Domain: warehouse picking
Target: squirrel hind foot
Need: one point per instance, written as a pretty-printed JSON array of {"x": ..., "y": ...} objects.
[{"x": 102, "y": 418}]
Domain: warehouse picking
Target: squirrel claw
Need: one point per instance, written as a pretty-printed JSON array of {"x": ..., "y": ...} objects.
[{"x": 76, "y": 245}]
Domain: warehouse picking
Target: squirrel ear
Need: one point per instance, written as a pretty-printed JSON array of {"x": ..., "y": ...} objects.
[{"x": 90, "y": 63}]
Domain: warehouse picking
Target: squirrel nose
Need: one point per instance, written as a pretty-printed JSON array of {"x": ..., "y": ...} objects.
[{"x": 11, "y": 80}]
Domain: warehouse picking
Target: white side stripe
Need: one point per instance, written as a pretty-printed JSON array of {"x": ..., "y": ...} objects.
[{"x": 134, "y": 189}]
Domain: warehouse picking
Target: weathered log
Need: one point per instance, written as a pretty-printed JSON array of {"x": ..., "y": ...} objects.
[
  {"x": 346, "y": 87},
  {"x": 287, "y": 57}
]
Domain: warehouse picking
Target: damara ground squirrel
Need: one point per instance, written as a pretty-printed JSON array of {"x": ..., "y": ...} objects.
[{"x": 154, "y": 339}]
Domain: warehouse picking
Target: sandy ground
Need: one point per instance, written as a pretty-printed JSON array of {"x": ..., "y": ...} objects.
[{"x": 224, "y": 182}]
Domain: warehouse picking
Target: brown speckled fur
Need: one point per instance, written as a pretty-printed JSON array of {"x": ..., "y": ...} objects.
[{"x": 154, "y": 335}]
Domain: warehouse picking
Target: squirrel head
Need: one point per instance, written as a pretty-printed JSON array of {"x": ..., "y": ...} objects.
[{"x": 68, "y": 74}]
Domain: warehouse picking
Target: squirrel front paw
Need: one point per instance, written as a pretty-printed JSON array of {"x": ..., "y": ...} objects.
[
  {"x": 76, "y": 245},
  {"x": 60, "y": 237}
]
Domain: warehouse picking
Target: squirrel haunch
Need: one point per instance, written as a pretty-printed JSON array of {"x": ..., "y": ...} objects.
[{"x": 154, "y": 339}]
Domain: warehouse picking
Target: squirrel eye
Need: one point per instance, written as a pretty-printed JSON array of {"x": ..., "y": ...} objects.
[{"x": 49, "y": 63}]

- Directions
Transcribe all of the lines in the records precisely.

- Output of the task
Domain: warehouse picking
Target: squirrel hind foot
Need: one point per instance, written as a pretty-printed JSON array of {"x": ..., "y": ...} objects.
[{"x": 102, "y": 418}]
Domain: warehouse picking
Target: squirrel claw
Need: one point per instance, written as a pretty-printed JSON array of {"x": ..., "y": ...} objects.
[{"x": 76, "y": 245}]
Domain: warehouse picking
Target: squirrel ear
Need: one point per instance, written as a pretty-printed JSON array of {"x": ..., "y": ...} objects.
[{"x": 90, "y": 63}]
Domain: warehouse picking
Target: squirrel nose
Need: one point per instance, written as a pretty-printed JSON array of {"x": ..., "y": ...} objects.
[{"x": 11, "y": 80}]
Domain: warehouse picking
Target: white side stripe
Need: one point per instance, written as a pretty-printed JSON array of {"x": ..., "y": ...} objects.
[{"x": 134, "y": 189}]
Domain: warehouse picking
Target: weathered log
Need: one point per instance, written as a pretty-printed JSON array of {"x": ..., "y": ...} objects.
[
  {"x": 346, "y": 87},
  {"x": 287, "y": 57}
]
Domain: warehouse picking
Target: damara ground squirrel
Need: one point per instance, written as a pretty-printed JSON array of {"x": ..., "y": ...} objects.
[{"x": 154, "y": 339}]
Domain: warehouse picking
Target: sandy ground
Need: one point per instance, written as a pretty-printed JSON array of {"x": ..., "y": ...} objects.
[{"x": 224, "y": 182}]
Domain: warehouse picking
Target: brown speckled fur
Need: one point per instance, written as a pretty-printed JSON array of {"x": ..., "y": ...} objects.
[{"x": 154, "y": 335}]
Domain: warehouse picking
Target: squirrel head
Need: one point per instance, written as a pretty-printed JSON array of {"x": ..., "y": ...} objects.
[{"x": 68, "y": 74}]
Domain: warehouse picking
Target: squirrel front paw
Need: one point per instance, written as a pretty-printed JSON array of {"x": ..., "y": ...} objects.
[
  {"x": 76, "y": 245},
  {"x": 60, "y": 237}
]
Domain: warehouse picking
Target: squirrel haunch
Need: one point per instance, written as a pretty-printed JSON array of {"x": ..., "y": ...} objects.
[{"x": 154, "y": 339}]
Domain: warehouse picking
Target: squirrel eye
Need: one point per instance, written as a pretty-printed JSON array of {"x": ..., "y": ...} objects.
[{"x": 49, "y": 63}]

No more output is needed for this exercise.